# Directive
Could you set down, word for word, everything from the start of the material down to the line containing "37 133 L 36", including that line? Leave the pictures out of your answer.

# Exercise inputs

------------------------------

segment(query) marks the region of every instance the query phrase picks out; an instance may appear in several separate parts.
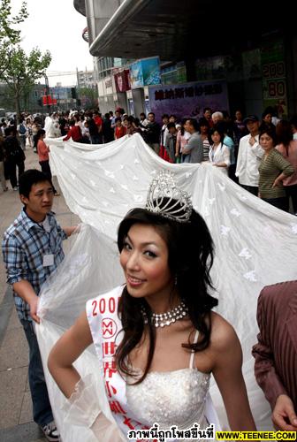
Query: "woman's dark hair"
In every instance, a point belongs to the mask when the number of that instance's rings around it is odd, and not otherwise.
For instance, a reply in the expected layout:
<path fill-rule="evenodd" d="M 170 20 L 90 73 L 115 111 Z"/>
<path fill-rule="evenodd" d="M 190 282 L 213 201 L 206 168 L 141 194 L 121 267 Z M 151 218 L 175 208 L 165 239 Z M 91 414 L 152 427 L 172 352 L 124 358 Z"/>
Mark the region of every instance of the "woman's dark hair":
<path fill-rule="evenodd" d="M 37 133 L 36 133 L 36 139 L 40 140 L 40 137 L 42 135 L 45 134 L 45 130 L 44 129 L 38 129 Z"/>
<path fill-rule="evenodd" d="M 259 129 L 259 140 L 263 133 L 267 133 L 270 138 L 272 138 L 273 146 L 276 147 L 278 143 L 277 133 L 274 127 L 270 127 L 269 126 L 263 126 Z"/>
<path fill-rule="evenodd" d="M 225 138 L 225 133 L 224 133 L 224 131 L 223 131 L 222 127 L 220 126 L 218 126 L 218 125 L 214 126 L 209 131 L 208 139 L 209 139 L 209 145 L 212 146 L 213 143 L 214 143 L 214 141 L 213 141 L 213 140 L 211 138 L 211 135 L 213 135 L 215 133 L 215 132 L 217 132 L 217 133 L 221 137 L 220 138 L 220 142 L 223 145 L 223 143 L 224 143 L 224 138 Z"/>
<path fill-rule="evenodd" d="M 181 135 L 184 135 L 185 134 L 185 125 L 186 125 L 186 122 L 187 121 L 187 118 L 182 118 L 181 119 L 181 127 L 180 127 L 180 134 Z"/>
<path fill-rule="evenodd" d="M 164 198 L 165 200 L 165 198 Z M 166 202 L 164 202 L 166 203 Z M 204 350 L 209 344 L 211 323 L 210 310 L 217 305 L 217 300 L 209 293 L 213 288 L 209 271 L 213 263 L 213 241 L 203 218 L 194 210 L 190 222 L 179 223 L 156 215 L 145 209 L 133 209 L 120 223 L 118 231 L 118 248 L 124 248 L 130 228 L 135 224 L 153 225 L 168 247 L 168 265 L 176 278 L 179 294 L 188 309 L 188 315 L 194 329 L 201 332 L 202 339 L 196 344 L 187 343 L 182 347 L 194 352 Z M 152 311 L 145 299 L 131 296 L 125 286 L 118 305 L 124 338 L 119 344 L 116 361 L 119 370 L 133 376 L 129 367 L 128 354 L 139 344 L 144 331 L 141 307 L 145 309 L 148 323 L 149 348 L 143 376 L 135 384 L 140 384 L 151 366 L 155 345 L 156 330 L 151 324 Z"/>
<path fill-rule="evenodd" d="M 202 126 L 207 126 L 208 129 L 209 130 L 209 123 L 208 122 L 205 117 L 202 117 L 201 118 L 199 118 L 198 125 L 199 125 L 199 132 L 201 131 Z"/>
<path fill-rule="evenodd" d="M 286 147 L 286 156 L 288 156 L 288 148 L 293 140 L 292 126 L 286 119 L 281 119 L 277 124 L 276 133 L 278 144 L 282 143 Z"/>

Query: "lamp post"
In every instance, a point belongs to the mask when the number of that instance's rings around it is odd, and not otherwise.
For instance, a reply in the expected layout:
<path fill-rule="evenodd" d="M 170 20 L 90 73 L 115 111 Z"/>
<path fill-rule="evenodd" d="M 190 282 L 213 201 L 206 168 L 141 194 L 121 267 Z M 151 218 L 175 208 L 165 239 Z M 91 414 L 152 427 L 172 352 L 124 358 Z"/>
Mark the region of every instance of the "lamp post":
<path fill-rule="evenodd" d="M 44 72 L 44 80 L 45 80 L 46 103 L 47 103 L 48 111 L 49 111 L 49 113 L 50 113 L 50 104 L 49 103 L 49 95 L 50 95 L 49 79 L 48 79 L 48 76 L 45 72 Z"/>

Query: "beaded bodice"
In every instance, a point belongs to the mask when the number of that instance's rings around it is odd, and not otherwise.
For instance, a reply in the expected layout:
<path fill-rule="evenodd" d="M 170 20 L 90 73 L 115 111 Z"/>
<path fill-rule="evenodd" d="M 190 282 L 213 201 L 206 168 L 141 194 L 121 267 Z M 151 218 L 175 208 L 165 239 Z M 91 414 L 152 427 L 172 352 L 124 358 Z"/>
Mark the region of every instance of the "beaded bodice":
<path fill-rule="evenodd" d="M 180 429 L 194 423 L 206 425 L 205 400 L 209 387 L 210 375 L 196 369 L 148 373 L 137 385 L 126 385 L 129 408 L 142 423 L 169 429 Z"/>

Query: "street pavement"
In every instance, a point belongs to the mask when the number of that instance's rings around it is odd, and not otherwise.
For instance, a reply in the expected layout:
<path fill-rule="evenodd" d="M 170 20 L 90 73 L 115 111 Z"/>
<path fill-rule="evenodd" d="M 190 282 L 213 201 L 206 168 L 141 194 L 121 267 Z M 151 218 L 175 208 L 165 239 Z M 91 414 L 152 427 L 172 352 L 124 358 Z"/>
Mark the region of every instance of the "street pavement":
<path fill-rule="evenodd" d="M 37 155 L 26 150 L 26 170 L 40 169 Z M 54 184 L 57 189 L 56 177 Z M 13 222 L 22 209 L 19 192 L 0 189 L 0 234 Z M 60 192 L 61 193 L 61 192 Z M 63 226 L 75 225 L 80 218 L 72 214 L 61 193 L 55 196 L 53 210 Z M 65 250 L 67 253 L 67 241 Z M 1 253 L 2 256 L 2 253 Z M 27 380 L 28 347 L 15 312 L 11 288 L 6 284 L 5 269 L 0 259 L 0 442 L 43 442 L 42 431 L 33 421 L 32 401 Z"/>

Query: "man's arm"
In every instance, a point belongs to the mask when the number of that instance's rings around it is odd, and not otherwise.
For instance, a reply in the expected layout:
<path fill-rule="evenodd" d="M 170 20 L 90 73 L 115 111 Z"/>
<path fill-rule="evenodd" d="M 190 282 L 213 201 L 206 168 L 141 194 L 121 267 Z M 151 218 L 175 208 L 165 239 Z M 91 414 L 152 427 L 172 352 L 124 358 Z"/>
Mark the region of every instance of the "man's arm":
<path fill-rule="evenodd" d="M 260 332 L 257 336 L 258 343 L 253 347 L 252 354 L 255 357 L 255 379 L 270 404 L 271 409 L 273 409 L 278 397 L 280 394 L 287 395 L 287 392 L 274 366 L 269 324 L 266 324 L 264 290 L 267 289 L 264 288 L 261 292 L 258 299 L 257 323 Z"/>
<path fill-rule="evenodd" d="M 27 267 L 24 252 L 18 246 L 13 236 L 4 237 L 2 250 L 7 272 L 7 283 L 11 284 L 14 292 L 29 304 L 32 319 L 39 323 L 40 320 L 36 315 L 38 296 L 31 284 L 26 279 Z"/>
<path fill-rule="evenodd" d="M 37 316 L 38 296 L 33 286 L 26 279 L 12 284 L 13 291 L 30 306 L 30 316 L 35 323 L 40 323 L 40 317 Z"/>
<path fill-rule="evenodd" d="M 79 232 L 80 227 L 78 225 L 72 225 L 72 227 L 63 227 L 63 230 L 66 233 L 67 237 L 69 237 L 73 233 L 73 232 Z"/>

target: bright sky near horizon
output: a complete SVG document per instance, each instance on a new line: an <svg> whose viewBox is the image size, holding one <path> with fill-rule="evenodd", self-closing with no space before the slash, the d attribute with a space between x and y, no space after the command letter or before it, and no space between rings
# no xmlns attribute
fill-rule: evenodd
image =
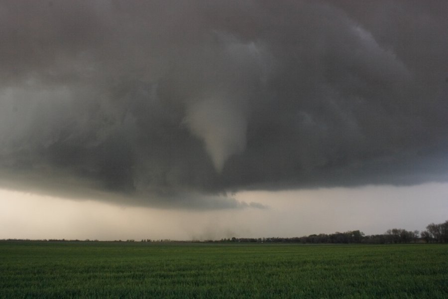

------------------------------

# Expected output
segment(query) marks the region of every instance the query phrase picks out; an instance may appear in several separate parts.
Query: "woman's dark hair"
In every instance, a point belongs to the mask when the number of that instance's rings around it is odd, and not otherwise.
For instance, a reply in the expected layout:
<path fill-rule="evenodd" d="M 170 20 L 90 73 L 115 111 Z"/>
<path fill-rule="evenodd" d="M 190 282 L 213 201 L 206 168 L 141 194 L 121 267 Z M 151 218 L 175 208 L 165 239 Z M 91 414 L 152 427 L 172 352 L 124 358 Z"/>
Mark the region of every instance of the "woman's dark hair":
<path fill-rule="evenodd" d="M 37 133 L 36 133 L 36 139 L 40 140 L 40 137 L 42 135 L 45 134 L 45 130 L 44 129 L 38 129 Z"/>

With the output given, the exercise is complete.